■ **HOW TO COMPLETE THIS TASK**: Find the line containing "Query: glass window" in the entries; transcribe it and all remaining lines through the end, exactly as they appear, but not the pictures.

Point-per-instance localization data

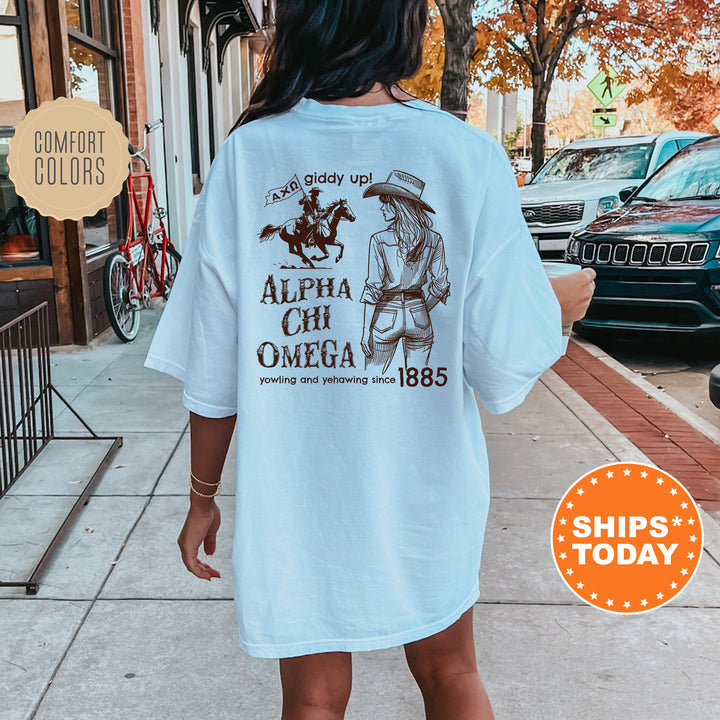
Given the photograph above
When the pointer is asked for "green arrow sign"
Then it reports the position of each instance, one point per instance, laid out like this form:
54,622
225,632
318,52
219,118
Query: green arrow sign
605,120
605,86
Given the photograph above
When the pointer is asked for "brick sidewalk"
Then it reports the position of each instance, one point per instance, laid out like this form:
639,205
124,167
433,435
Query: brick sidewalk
670,442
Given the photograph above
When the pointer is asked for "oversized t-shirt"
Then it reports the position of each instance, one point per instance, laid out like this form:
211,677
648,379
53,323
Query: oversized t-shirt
351,276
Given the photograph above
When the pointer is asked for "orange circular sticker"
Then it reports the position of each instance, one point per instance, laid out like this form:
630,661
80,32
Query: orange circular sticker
68,158
627,538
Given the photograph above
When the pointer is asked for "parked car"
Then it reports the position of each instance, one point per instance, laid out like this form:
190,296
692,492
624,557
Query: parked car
583,180
657,258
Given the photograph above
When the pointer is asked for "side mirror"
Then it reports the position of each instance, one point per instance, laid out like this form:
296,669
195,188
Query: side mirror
715,386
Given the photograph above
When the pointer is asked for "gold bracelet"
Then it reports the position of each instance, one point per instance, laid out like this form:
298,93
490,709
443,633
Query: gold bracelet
201,482
217,492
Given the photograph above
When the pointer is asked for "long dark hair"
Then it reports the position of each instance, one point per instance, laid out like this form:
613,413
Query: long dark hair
411,224
331,49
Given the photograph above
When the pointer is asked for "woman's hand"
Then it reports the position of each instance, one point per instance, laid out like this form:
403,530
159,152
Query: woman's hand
201,526
574,293
365,344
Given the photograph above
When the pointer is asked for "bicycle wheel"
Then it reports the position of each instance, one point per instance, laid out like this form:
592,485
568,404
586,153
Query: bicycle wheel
123,313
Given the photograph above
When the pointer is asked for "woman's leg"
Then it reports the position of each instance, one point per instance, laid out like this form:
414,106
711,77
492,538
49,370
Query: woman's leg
317,686
445,668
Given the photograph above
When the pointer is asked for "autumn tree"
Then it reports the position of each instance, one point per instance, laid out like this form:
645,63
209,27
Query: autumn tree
460,43
532,42
427,81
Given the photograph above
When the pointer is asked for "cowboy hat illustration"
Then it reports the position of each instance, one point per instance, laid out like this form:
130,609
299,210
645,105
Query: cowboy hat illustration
402,184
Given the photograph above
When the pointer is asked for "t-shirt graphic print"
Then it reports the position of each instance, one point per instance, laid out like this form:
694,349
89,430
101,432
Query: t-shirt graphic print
407,275
353,279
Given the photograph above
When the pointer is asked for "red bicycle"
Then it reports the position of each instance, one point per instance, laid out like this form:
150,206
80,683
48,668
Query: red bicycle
146,265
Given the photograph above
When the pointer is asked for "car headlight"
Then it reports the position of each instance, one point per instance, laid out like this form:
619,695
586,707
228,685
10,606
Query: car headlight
607,204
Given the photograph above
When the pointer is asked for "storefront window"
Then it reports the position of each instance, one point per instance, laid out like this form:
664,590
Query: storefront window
20,237
93,77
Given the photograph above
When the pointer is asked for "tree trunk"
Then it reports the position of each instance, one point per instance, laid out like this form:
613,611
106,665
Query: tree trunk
541,90
459,47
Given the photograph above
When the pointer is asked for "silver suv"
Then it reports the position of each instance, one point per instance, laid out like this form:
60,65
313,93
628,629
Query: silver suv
584,179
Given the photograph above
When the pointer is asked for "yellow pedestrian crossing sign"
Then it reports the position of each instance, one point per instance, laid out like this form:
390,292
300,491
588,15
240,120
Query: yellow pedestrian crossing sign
606,87
605,119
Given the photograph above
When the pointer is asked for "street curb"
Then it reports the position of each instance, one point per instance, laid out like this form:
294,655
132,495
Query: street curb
684,413
619,445
597,424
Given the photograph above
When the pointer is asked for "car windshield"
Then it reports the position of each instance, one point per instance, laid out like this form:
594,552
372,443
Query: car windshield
621,162
693,174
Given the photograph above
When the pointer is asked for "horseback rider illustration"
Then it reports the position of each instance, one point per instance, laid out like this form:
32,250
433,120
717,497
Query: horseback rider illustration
313,214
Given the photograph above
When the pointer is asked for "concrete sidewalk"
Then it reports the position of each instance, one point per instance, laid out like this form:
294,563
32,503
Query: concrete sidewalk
120,630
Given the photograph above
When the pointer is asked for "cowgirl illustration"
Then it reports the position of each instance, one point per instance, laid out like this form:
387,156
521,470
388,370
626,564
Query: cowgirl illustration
402,260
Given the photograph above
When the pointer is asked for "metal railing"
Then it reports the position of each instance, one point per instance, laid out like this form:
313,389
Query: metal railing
26,417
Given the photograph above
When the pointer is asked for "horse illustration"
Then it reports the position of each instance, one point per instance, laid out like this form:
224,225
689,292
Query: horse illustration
296,233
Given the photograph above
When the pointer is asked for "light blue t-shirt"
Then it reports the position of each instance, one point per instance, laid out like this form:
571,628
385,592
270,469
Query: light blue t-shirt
351,275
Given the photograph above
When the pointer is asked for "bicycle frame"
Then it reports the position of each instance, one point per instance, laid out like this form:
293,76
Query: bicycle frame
137,237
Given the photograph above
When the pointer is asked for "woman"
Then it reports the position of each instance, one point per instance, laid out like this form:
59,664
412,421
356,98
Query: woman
400,259
360,506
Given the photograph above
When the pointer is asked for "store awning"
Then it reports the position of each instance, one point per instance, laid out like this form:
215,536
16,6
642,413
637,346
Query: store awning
227,18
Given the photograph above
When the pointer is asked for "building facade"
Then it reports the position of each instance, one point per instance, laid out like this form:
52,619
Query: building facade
191,63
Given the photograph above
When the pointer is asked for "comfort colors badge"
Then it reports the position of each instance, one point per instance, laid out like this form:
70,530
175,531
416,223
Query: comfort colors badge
627,538
68,158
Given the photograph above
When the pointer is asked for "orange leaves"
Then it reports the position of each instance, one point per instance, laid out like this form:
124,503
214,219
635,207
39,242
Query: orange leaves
427,82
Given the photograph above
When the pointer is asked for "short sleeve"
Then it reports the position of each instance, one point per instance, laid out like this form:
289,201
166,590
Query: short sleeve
512,319
196,338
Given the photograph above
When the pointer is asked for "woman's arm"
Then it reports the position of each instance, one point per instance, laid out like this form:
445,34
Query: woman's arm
365,342
574,293
209,442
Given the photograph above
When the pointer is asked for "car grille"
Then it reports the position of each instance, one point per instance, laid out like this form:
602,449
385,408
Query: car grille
554,213
682,253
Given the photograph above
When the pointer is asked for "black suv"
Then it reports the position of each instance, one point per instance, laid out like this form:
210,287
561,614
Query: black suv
657,257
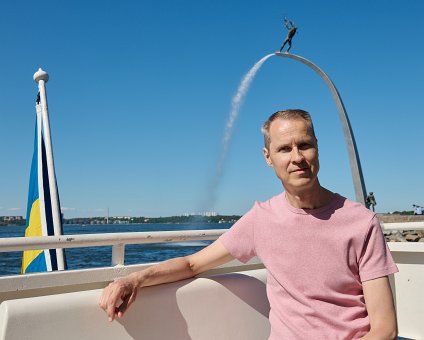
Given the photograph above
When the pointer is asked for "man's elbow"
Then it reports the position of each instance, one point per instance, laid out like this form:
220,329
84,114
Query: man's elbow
383,333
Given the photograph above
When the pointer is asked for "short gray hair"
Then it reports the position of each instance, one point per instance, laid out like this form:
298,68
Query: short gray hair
291,114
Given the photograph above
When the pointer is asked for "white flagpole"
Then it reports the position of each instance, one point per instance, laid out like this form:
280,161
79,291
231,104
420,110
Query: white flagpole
41,77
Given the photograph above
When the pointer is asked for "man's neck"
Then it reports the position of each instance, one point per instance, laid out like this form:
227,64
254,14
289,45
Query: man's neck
312,198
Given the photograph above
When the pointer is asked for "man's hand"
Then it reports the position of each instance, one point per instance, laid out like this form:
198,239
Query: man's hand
118,296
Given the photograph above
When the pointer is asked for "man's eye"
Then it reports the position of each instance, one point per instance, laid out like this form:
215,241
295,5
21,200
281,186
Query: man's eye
304,146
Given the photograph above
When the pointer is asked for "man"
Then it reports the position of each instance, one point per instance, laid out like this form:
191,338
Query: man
292,31
370,201
326,258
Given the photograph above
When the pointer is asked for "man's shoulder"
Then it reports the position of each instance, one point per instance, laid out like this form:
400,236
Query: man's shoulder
272,202
354,207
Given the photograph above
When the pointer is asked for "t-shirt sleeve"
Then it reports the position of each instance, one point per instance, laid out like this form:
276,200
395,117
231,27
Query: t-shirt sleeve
376,260
239,239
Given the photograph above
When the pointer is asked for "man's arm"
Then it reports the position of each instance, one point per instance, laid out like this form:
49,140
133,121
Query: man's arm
119,295
381,309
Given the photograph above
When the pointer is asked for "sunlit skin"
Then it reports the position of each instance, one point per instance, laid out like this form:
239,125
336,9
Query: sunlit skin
293,153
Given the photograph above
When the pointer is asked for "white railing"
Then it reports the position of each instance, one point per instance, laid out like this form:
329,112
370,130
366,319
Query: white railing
119,240
116,240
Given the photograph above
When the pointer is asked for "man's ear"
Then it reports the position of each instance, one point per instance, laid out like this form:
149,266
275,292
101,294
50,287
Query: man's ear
266,156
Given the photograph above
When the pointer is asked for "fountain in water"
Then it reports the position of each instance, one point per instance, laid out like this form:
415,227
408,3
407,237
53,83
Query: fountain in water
237,101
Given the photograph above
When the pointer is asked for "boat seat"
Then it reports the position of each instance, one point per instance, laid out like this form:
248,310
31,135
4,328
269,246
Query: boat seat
226,306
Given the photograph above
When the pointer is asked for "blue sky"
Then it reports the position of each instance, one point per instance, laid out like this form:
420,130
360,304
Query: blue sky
140,91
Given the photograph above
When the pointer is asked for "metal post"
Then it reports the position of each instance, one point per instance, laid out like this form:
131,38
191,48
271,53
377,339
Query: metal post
118,254
41,77
355,164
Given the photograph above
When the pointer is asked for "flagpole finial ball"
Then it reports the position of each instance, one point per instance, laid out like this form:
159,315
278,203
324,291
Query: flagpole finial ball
41,75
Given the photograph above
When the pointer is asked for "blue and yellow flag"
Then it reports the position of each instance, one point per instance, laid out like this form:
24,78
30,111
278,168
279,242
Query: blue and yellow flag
39,210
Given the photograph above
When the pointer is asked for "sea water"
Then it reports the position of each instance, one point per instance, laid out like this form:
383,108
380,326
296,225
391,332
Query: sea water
92,257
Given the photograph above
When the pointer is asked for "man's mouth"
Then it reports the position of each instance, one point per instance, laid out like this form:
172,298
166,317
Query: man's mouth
300,170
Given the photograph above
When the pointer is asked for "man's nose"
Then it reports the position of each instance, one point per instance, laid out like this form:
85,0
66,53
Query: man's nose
297,155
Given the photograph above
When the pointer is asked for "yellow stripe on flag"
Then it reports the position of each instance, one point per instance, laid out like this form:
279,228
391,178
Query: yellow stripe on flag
33,229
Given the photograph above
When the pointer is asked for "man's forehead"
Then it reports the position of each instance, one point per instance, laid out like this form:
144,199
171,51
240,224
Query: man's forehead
282,126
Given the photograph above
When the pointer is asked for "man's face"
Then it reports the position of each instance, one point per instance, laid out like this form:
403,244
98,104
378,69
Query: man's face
293,153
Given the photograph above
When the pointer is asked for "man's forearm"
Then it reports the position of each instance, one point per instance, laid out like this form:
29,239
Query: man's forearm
164,272
381,334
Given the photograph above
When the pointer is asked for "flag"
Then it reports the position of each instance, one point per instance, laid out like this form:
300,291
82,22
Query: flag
39,221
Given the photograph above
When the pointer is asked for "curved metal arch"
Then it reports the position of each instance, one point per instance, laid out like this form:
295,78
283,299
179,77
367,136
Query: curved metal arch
355,163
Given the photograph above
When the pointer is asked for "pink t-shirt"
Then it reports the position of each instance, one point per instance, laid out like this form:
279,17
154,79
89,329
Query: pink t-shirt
316,260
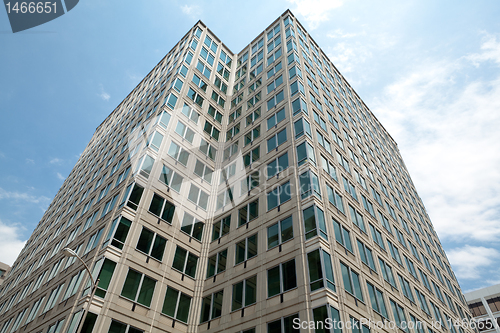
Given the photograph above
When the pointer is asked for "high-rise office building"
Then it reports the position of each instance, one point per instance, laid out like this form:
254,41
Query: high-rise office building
248,192
4,269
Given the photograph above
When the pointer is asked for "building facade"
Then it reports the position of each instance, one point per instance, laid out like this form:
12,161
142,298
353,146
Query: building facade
4,270
248,192
484,304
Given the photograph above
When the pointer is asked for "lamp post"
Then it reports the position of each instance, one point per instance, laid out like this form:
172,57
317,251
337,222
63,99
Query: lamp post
70,253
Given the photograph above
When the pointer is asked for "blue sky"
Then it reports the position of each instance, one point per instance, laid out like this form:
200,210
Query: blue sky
429,70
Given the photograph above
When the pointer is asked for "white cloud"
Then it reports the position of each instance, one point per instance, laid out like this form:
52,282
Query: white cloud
466,261
104,95
315,12
192,10
339,33
446,125
6,195
490,50
10,243
352,49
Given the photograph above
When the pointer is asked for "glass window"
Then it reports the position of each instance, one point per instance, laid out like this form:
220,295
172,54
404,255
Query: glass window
185,262
198,197
351,281
221,227
321,313
185,132
279,195
366,255
138,287
176,304
244,293
342,235
132,196
217,263
387,272
151,244
314,220
276,140
320,270
377,300
162,208
248,212
118,232
280,232
171,178
399,315
281,278
305,152
302,126
246,249
276,118
309,184
211,306
282,325
278,165
117,327
190,113
192,226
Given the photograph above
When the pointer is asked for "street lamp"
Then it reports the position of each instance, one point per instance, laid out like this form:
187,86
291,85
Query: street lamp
70,253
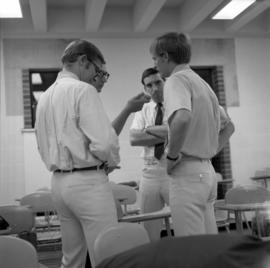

■ **EXERCISE RESULT**:
Query: glass window
185,262
198,197
351,281
221,227
321,313
185,132
279,195
366,255
138,287
176,304
244,293
342,235
132,196
217,263
387,272
151,244
314,220
276,140
320,270
377,300
162,208
248,212
118,232
280,232
171,178
399,315
281,278
305,152
302,126
246,249
276,118
309,184
211,306
282,325
278,165
117,327
190,113
192,226
Given the photograph above
When the pointer is asked for "street lamp"
Then it reports the position of each instance, one point per instance, laid out like this form:
187,86
291,85
Query: street lamp
70,253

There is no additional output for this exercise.